Written task.
Lay out the items as a Markdown table with the columns Row and Line, starting at the line that contains "Would you mind indicating the firefighter in" and going on through the last line of the items. Number each row, skip blank lines, and leave the pictures out.

Stored data.

· · · · ·

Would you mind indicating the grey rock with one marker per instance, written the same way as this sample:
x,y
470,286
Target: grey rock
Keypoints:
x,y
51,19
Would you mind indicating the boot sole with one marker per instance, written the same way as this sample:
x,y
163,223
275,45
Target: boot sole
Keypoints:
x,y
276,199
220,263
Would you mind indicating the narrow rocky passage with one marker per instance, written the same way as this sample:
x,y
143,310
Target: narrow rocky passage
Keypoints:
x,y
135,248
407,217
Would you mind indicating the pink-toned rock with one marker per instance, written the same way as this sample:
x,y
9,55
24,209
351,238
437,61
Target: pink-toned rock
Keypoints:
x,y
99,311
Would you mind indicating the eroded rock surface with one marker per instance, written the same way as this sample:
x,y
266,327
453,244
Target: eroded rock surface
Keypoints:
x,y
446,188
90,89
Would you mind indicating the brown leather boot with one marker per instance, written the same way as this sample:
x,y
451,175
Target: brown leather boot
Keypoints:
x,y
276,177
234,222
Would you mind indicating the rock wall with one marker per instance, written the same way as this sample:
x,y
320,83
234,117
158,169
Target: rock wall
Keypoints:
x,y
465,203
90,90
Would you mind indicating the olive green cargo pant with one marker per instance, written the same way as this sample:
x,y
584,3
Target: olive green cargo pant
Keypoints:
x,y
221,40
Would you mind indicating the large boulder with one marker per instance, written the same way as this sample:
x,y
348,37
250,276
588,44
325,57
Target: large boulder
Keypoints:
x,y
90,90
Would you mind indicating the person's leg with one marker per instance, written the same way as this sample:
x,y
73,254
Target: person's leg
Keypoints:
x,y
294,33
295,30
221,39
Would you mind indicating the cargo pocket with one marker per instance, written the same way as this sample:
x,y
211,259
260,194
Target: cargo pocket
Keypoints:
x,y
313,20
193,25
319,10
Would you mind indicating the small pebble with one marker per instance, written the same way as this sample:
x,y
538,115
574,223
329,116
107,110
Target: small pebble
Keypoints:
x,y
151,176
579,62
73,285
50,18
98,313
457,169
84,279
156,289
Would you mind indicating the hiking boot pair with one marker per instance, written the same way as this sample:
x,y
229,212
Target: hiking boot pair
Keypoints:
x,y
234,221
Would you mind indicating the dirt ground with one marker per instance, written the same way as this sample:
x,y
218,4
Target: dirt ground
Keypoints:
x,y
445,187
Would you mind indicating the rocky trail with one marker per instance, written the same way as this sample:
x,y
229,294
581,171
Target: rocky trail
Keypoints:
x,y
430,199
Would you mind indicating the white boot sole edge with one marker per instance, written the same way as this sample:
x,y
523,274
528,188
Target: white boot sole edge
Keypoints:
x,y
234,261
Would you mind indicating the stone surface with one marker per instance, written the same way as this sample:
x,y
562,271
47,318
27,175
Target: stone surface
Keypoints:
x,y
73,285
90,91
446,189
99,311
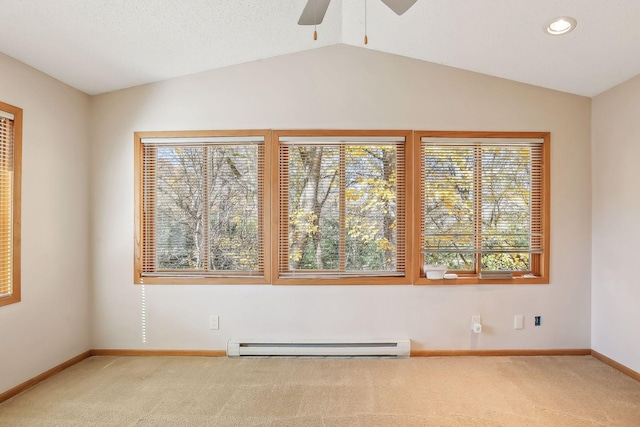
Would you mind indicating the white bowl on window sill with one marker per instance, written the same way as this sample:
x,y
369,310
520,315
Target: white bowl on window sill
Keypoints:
x,y
434,271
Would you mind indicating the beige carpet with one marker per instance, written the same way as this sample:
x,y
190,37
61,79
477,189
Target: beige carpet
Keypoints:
x,y
454,391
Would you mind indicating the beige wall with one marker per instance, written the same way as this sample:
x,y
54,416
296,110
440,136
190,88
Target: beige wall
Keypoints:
x,y
339,87
52,322
616,226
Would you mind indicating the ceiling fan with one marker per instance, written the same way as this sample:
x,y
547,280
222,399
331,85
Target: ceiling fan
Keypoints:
x,y
314,11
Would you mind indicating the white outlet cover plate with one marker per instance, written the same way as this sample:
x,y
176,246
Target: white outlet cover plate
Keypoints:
x,y
214,322
518,321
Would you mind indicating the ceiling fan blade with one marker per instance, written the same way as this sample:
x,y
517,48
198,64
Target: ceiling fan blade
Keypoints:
x,y
399,6
313,12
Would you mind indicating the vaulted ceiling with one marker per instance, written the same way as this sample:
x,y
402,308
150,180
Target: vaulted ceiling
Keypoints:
x,y
98,46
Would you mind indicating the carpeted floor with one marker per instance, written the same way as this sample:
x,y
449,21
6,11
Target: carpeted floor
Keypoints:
x,y
453,391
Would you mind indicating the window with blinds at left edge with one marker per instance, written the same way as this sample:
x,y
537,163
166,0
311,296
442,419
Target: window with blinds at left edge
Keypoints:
x,y
201,210
10,190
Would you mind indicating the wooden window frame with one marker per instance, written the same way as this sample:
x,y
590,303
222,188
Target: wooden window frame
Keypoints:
x,y
264,215
539,262
13,261
404,240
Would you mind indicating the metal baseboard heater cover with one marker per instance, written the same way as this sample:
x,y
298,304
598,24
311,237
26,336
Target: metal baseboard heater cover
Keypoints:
x,y
372,348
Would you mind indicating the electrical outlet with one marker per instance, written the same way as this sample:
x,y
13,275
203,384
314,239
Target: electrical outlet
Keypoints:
x,y
214,322
476,324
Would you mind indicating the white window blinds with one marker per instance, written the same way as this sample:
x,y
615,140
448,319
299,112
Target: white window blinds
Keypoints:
x,y
342,206
482,203
202,206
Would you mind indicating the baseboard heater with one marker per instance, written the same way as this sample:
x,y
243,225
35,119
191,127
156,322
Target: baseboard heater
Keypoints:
x,y
374,348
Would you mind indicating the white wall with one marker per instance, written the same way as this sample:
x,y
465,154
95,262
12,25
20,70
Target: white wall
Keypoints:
x,y
350,88
52,322
616,226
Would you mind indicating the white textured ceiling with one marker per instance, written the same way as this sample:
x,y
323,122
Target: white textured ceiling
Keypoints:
x,y
103,45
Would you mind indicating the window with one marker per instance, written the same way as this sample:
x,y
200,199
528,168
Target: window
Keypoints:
x,y
342,207
202,215
10,184
484,206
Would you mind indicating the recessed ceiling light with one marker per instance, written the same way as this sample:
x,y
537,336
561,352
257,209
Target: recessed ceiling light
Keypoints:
x,y
561,25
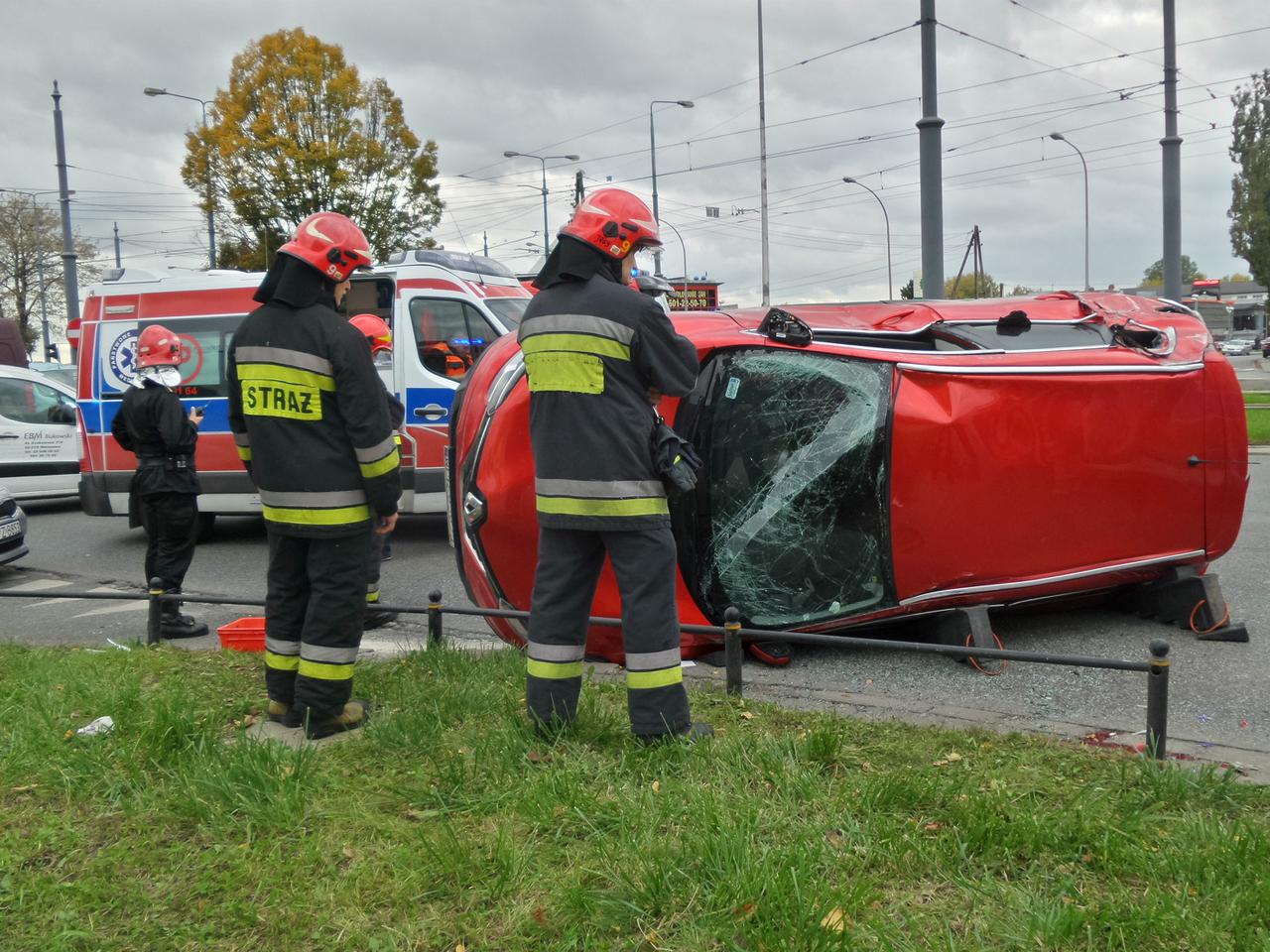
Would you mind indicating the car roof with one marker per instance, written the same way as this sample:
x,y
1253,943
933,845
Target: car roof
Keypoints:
x,y
23,373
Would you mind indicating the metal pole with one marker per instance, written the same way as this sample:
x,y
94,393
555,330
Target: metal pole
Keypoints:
x,y
652,153
931,164
1171,149
1157,699
762,159
890,285
435,633
545,232
211,216
731,651
70,273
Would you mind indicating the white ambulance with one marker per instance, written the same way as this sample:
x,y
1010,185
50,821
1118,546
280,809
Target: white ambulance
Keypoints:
x,y
444,307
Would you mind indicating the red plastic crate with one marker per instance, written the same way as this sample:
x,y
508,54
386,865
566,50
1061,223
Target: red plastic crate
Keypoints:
x,y
243,635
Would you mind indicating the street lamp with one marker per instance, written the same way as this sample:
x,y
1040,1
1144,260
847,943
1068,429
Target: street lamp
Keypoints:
x,y
890,287
211,218
547,232
652,153
1061,137
40,262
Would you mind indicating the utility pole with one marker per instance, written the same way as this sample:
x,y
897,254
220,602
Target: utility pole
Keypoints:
x,y
762,159
931,163
70,273
1171,149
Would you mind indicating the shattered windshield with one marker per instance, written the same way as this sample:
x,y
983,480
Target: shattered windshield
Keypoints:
x,y
790,521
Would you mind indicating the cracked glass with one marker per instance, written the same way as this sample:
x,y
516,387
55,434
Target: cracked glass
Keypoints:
x,y
790,524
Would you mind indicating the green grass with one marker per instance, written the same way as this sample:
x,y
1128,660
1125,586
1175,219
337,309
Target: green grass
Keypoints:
x,y
448,823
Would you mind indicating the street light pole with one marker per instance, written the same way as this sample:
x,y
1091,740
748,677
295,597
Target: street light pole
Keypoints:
x,y
543,159
890,285
211,217
652,151
1061,137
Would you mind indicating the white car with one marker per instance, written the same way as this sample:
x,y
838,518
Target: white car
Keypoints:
x,y
13,529
40,435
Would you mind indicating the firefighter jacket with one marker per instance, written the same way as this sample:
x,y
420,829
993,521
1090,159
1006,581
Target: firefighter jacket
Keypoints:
x,y
592,349
153,424
310,421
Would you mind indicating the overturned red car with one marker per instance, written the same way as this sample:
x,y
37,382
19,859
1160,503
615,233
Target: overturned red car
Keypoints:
x,y
878,461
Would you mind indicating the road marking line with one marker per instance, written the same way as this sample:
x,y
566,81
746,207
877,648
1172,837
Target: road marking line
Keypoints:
x,y
111,610
67,601
37,585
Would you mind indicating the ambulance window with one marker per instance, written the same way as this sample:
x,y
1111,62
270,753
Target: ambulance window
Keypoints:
x,y
449,335
27,402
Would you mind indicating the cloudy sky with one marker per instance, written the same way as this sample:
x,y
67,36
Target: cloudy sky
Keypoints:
x,y
575,76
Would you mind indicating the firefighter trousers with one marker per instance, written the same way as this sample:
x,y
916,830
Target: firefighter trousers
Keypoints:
x,y
169,521
314,607
564,585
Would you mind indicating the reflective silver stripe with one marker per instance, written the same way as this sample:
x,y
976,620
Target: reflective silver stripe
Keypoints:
x,y
556,653
330,655
289,358
653,660
376,452
599,489
313,500
576,324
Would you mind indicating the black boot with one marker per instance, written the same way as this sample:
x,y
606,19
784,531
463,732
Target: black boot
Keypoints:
x,y
175,625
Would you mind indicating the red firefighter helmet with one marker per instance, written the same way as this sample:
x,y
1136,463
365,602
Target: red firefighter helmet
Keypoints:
x,y
375,330
330,243
158,347
615,221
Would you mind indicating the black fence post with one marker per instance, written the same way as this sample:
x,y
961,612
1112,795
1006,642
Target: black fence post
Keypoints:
x,y
435,630
731,649
1157,699
154,624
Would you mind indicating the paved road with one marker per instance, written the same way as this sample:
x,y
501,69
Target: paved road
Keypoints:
x,y
1218,689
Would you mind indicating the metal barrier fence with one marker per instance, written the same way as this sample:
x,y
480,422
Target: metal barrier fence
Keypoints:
x,y
731,635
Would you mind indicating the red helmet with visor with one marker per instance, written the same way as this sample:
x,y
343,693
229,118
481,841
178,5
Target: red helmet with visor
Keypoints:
x,y
613,221
330,243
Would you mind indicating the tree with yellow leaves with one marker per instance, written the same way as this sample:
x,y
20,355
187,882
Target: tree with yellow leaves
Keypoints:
x,y
299,131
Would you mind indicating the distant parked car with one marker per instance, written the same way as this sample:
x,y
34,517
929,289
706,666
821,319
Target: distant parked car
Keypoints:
x,y
40,435
13,529
1238,344
62,372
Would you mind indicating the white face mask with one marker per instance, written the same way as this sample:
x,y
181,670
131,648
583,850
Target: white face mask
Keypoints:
x,y
164,376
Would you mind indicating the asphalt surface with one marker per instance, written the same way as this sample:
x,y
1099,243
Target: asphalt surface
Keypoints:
x,y
1216,689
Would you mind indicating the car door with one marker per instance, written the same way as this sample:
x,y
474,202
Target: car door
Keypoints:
x,y
40,445
441,341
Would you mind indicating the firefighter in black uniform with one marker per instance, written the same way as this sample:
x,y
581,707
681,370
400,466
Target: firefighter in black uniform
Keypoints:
x,y
308,414
597,353
164,492
379,335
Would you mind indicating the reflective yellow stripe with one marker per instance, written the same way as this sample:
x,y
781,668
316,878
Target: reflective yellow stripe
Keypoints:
x,y
575,344
554,670
381,466
281,662
318,517
654,679
566,373
286,375
567,506
325,671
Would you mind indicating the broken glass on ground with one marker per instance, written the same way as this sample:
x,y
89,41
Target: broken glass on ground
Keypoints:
x,y
795,525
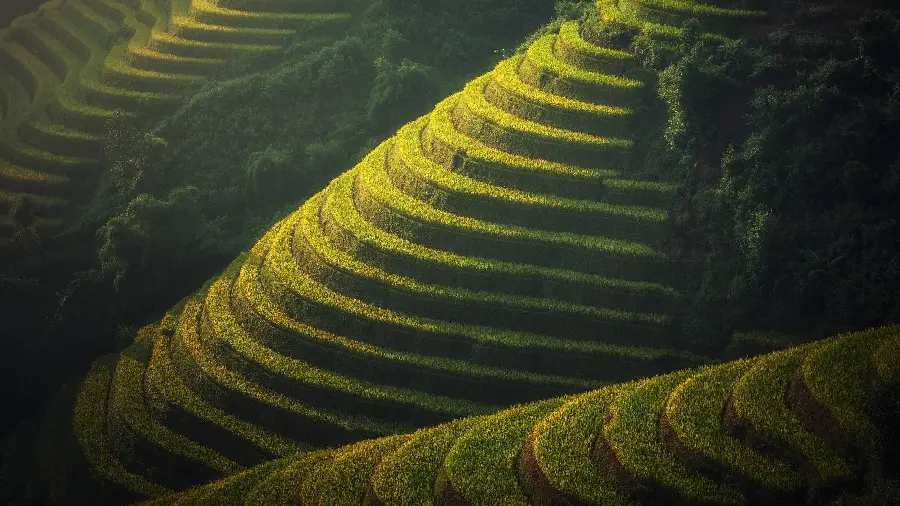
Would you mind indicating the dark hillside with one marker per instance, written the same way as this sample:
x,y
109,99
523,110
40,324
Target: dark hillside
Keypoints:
x,y
232,161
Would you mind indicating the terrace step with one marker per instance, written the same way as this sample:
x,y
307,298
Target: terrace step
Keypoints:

· · · · ·

Result of the exercise.
| Row | Line |
|---|---|
| 1 | Would you mind indicating the firefighter in black uniform with one marker per instance, written the same way as this sample: |
| 2 | x,y |
| 3 | 581,707 |
| 4 | 681,370 |
| 5 | 400,466 |
| 6 | Target: firefighter in black uniform |
| 7 | Keypoints: |
| 8 | x,y |
| 9 | 308,414 |
| 10 | 597,353 |
| 11 | 164,492 |
| 12 | 379,335 |
| 13 | Would you mind indicating the reflective yellow stripe with one marker per instance, written the same way as this sample: |
| 14 | x,y |
| 15 | 781,668 |
| 16 | 316,878 |
| 17 | Target: reflective yellow stripe |
| 18 | Keypoints: |
| 19 | x,y |
| 20 | 575,344 |
| 21 | 554,670 |
| 22 | 381,466 |
| 23 | 281,662 |
| 24 | 318,517 |
| 25 | 654,679 |
| 26 | 566,373 |
| 27 | 286,375 |
| 28 | 567,506 |
| 29 | 325,671 |
| 30 | Would you mind indicating the broken glass on ground with one marker per instance, written the same way as this sample: |
| 31 | x,y |
| 32 | 89,41 |
| 33 | Target: broken glass on ground |
| 34 | Keypoints: |
| 35 | x,y |
| 36 | 795,525 |
| 37 | Would you mind indicating the dark hillside with one marker per instance, written the same way as this sample: |
| 38 | x,y |
| 39 | 109,99 |
| 40 | 523,110 |
| 41 | 40,324 |
| 42 | Target: dark hillside |
| 43 | Keypoints: |
| 44 | x,y |
| 45 | 232,161 |
| 46 | Would you mind indicating the terrace step with one marker per instance, written the same way as this sample: |
| 47 | x,y |
| 48 | 307,298 |
| 49 | Target: terrace step |
| 50 | Keypoints: |